[[ THE INPUT open ]]

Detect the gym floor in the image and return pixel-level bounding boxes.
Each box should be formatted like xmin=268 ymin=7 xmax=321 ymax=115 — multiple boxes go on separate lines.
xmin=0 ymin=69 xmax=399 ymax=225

[[ THE INPUT closed ]]
[[ THE INPUT open ]]

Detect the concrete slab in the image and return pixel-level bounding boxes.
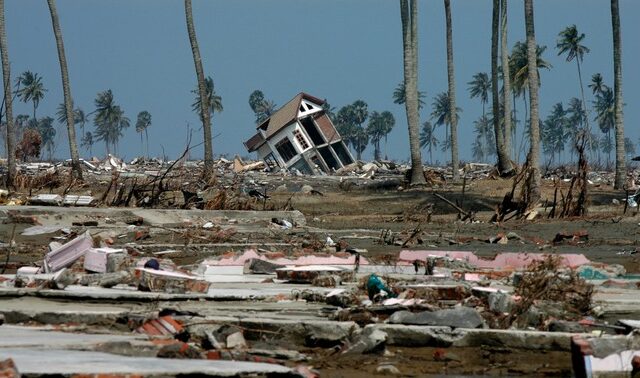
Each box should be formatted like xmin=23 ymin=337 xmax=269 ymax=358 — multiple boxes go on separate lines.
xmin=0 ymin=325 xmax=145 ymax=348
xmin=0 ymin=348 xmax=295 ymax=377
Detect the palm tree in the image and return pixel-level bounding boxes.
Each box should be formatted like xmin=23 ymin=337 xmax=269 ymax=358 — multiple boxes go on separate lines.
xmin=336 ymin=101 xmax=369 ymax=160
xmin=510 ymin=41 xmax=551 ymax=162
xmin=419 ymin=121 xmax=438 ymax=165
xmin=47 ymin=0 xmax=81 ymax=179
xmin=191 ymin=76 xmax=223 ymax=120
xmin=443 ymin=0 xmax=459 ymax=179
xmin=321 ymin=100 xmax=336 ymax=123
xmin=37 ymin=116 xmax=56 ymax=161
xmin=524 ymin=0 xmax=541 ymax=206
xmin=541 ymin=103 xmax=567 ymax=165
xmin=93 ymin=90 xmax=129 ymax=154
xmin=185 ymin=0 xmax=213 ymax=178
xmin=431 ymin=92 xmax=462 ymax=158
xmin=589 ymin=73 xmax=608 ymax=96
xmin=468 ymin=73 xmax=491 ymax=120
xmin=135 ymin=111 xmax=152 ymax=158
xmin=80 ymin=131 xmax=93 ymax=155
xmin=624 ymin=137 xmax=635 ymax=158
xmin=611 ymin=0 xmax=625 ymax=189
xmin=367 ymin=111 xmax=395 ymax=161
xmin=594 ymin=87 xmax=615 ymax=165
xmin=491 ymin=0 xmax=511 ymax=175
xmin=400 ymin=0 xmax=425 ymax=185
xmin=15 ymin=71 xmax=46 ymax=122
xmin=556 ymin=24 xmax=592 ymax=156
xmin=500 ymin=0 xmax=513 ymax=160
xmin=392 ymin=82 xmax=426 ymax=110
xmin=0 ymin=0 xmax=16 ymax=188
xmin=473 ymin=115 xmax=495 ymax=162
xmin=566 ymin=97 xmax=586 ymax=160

[[ THE INPUT closed ]]

TASK INSTRUCTIONS:
Taking the material above, count every line in which the word "return" appears; answer with the number alone.

TASK OUTPUT:
3